Items listed in a dataset:
━━━━━━━━━━

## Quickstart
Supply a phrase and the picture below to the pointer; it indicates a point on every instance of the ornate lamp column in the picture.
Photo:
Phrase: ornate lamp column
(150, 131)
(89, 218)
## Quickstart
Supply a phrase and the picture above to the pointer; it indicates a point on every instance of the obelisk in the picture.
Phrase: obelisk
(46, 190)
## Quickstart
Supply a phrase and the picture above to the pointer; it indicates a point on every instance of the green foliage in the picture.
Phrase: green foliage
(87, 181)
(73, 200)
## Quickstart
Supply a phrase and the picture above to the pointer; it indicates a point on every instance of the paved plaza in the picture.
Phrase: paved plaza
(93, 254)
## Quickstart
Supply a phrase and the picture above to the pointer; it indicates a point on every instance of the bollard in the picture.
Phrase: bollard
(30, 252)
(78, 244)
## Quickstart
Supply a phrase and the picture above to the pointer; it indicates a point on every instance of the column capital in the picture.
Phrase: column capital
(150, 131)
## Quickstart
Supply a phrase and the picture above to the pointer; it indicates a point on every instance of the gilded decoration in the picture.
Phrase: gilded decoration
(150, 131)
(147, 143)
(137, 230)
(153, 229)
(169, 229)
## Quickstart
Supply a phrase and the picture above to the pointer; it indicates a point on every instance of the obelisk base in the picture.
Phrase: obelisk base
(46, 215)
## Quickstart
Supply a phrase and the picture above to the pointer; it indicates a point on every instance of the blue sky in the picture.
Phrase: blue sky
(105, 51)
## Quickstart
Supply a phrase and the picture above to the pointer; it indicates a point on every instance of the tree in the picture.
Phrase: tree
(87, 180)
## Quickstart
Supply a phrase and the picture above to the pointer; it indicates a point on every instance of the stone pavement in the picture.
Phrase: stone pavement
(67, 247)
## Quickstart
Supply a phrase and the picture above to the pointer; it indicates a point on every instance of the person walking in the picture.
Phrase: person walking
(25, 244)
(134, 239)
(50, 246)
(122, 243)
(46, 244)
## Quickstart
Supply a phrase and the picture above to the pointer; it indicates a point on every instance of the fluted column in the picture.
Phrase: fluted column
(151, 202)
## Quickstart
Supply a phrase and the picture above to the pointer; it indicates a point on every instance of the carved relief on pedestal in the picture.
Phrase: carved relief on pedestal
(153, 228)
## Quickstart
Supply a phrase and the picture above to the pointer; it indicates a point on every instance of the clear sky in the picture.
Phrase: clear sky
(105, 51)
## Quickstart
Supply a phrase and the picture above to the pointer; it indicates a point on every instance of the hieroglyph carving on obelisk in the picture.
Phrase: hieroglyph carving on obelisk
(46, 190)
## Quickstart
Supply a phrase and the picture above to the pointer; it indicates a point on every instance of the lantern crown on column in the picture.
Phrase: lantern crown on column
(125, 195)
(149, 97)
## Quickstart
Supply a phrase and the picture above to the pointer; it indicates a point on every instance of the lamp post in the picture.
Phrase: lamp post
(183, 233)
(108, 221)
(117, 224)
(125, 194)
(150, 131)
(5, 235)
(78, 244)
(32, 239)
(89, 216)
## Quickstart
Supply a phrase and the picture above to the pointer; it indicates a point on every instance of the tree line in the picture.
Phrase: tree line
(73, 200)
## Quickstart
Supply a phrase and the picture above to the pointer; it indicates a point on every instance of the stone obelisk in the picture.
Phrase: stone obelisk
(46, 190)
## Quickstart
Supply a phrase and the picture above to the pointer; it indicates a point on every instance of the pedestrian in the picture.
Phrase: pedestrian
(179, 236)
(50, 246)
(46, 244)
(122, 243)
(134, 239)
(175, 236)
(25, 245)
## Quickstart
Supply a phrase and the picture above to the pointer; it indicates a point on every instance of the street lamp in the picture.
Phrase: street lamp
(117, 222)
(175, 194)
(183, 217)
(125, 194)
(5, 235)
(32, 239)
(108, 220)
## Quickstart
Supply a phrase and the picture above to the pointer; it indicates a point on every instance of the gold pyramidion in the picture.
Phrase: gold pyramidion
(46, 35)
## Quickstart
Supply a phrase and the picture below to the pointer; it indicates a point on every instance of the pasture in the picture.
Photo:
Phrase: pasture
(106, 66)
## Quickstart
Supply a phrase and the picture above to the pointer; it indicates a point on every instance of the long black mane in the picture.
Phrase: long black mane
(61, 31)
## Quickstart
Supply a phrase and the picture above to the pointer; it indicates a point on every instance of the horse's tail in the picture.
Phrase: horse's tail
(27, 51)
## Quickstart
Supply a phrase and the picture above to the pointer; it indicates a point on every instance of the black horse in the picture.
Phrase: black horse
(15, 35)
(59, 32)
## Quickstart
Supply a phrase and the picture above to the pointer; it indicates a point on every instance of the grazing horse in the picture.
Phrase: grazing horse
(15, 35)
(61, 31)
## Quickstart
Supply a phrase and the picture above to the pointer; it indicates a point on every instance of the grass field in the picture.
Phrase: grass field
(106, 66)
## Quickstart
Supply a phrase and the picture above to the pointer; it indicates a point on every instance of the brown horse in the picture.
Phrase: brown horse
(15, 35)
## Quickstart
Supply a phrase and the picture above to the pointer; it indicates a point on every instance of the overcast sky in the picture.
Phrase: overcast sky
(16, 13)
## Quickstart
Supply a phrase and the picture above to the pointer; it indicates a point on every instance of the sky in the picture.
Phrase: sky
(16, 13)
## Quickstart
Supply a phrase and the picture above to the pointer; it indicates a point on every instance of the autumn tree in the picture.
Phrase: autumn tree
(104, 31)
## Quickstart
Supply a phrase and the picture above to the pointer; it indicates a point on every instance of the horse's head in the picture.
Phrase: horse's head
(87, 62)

━━━━━━━━━━

Copy every record exactly, leaving each line intact.

## Quickstart
Supply a phrase and the picture below to the pointer; it indicates a point on every instance of the ornate lamp column in the picture.
Photo:
Phrase: ornate lamp column
(150, 131)
(89, 218)
## Quickstart
Supply a phrase and the picture above to the pointer; it indicates a point on every instance of the obelisk in the picture.
Phrase: obelisk
(46, 190)
## Quickstart
Supply a phrase and the picture above to the pointer; it indicates a point on every instance of the green foliage in the picture.
Phrase: green foliage
(87, 181)
(73, 200)
## Quickstart
Supply a phrase and the picture above to the pointer; it indicates a point on every instance of the paved plaza in the picture.
Phrase: paved plaza
(93, 254)
## Quickstart
Supply a phrase and the picture above to the pointer; it indicates a point on every instance of the bollard in the picture.
Phrase: bollard
(30, 252)
(78, 244)
## Quickstart
Supply a phrase and the picture above to the pointer; it indicates a point on every instance of the column capital in the picture.
Phrase: column capital
(150, 131)
## Quickstart
Supply a phrase and the picture above to the pointer; it indicates a point on every instance of the gilded decoration in the picture.
Phrase: gilded decoration
(150, 131)
(147, 143)
(137, 230)
(153, 229)
(169, 229)
## Quickstart
Supply a phrase and the picture above to the pointer; it indicates a point on every instance of the obelisk base in the picture.
Phrase: obelisk base
(46, 215)
## Quickstart
Supply a phrase and the picture above to the pointer; it indicates a point on every instance of the blue sky in the picture.
Phrase: blue sky
(105, 51)
## Quickstart
Supply a phrase and the picture above to the pointer; it indicates a point on every instance of the tree in the picture.
Phrase: tree
(87, 180)
## Quickstart
Supply a phrase and the picture above to the pointer; it indicates a point on every instance of the stone pavement in the picture.
Phrase: stone pavement
(67, 247)
## Quickstart
Supply a phrase and the picture above to the pointer; it indicates a point on every instance of the person walking in the picture.
Phrase: person walking
(25, 244)
(134, 239)
(50, 246)
(122, 243)
(46, 244)
## Quickstart
Supply a phrase and the picture above to the pointer; it indicates a point on every instance of the fluted column in the picture.
Phrase: fluted column
(151, 202)
## Quickstart
Supply a phrase and the picture above to the pointer; it indicates a point on every instance of the carved relief on pedestal in the picture.
Phrase: carved relief on pedestal
(153, 228)
## Quickstart
Supply a phrase and the picture above to the pointer; it indicates a point on every instance of the clear sky in the picture.
Phrase: clear sky
(105, 51)
## Quickstart
Supply a phrase and the picture above to the pointer; it indicates a point on every instance of the hieroglyph carving on obelisk in the picture.
Phrase: hieroglyph carving on obelisk
(46, 190)
## Quickstart
Supply a phrase and the picture above to the pointer; it indicates a point on every instance of the lantern crown on column in the picture.
Phrase: lantern crown on column
(125, 195)
(149, 97)
## Quickstart
Supply a phrase and the picture above to the pointer; it indicates a point on every instance of the lamp post in the picture.
Phrase: lamp post
(183, 233)
(108, 221)
(117, 224)
(125, 194)
(150, 131)
(5, 235)
(78, 244)
(32, 239)
(89, 216)
## Quickstart
Supply a phrase and the picture above to the pointer; it indicates a point on every instance of the tree line in the picture.
Phrase: tree line
(73, 200)
## Quickstart
Supply a phrase and the picture above to the pointer; it indicates a point on every instance of the stone obelisk in the picture.
Phrase: stone obelisk
(46, 190)
## Quickstart
Supply a phrase and the picture above to the pointer; it indicates a point on every instance of the pedestrian in the picture.
Phrase: pedestrian
(179, 236)
(50, 246)
(46, 244)
(122, 243)
(134, 239)
(175, 236)
(25, 245)
## Quickstart
Supply a phrase and the picture above to the pointer; it indicates a point on every instance of the street lamp in the picture.
Phrase: street lamp
(117, 222)
(175, 194)
(183, 217)
(125, 194)
(5, 235)
(32, 239)
(108, 220)
## Quickstart
Supply a phrase and the picture above to the pointer; it indicates a point on every instance of the gold pyramidion in the picture.
Phrase: gold pyramidion
(46, 35)
## Quickstart
Supply a phrase and the picture below to the pointer; it indicates a point on every instance of the pasture in the picture.
Photo:
Phrase: pasture
(106, 66)
## Quickstart
Supply a phrase and the picture above to the pointer; it indicates a point on every instance of the long black mane in the picture.
Phrase: long black mane
(61, 31)
## Quickstart
Supply a phrase and the picture above to the pointer; it indicates a point on every instance of the horse's tail in the picture.
Phrase: horse's tail
(27, 51)
## Quickstart
Supply a phrase and the picture above to the pointer; it indicates a point on every instance of the black horse in the picture.
Phrase: black horse
(15, 35)
(59, 32)
## Quickstart
Supply a phrase and the picture above to the pointer; it indicates a point on every instance of the grazing horse in the picture.
Phrase: grazing horse
(15, 35)
(61, 31)
## Quickstart
Supply a phrase and the picture above to the pointer; it indicates a point on every instance of the grass field in the picture.
Phrase: grass field
(106, 66)
## Quickstart
Supply a phrase and the picture above to the pointer; it indicates a point on every instance of the brown horse in the picture.
Phrase: brown horse
(15, 35)
## Quickstart
Supply a phrase and the picture above to the pointer; it indicates a point on every instance of the overcast sky in the picture.
Phrase: overcast sky
(16, 13)
## Quickstart
Supply a phrase and the picture above to the pointer; it indicates a point on every instance of the sky in the picture.
Phrase: sky
(16, 13)
## Quickstart
Supply a phrase and the picture above to the pointer; it indicates a point on every instance of the autumn tree in the picture.
Phrase: autumn tree
(104, 31)
## Quickstart
Supply a phrase and the picture above to the pointer; it indicates a point on every instance of the horse's head in the picture.
Phrase: horse's head
(87, 62)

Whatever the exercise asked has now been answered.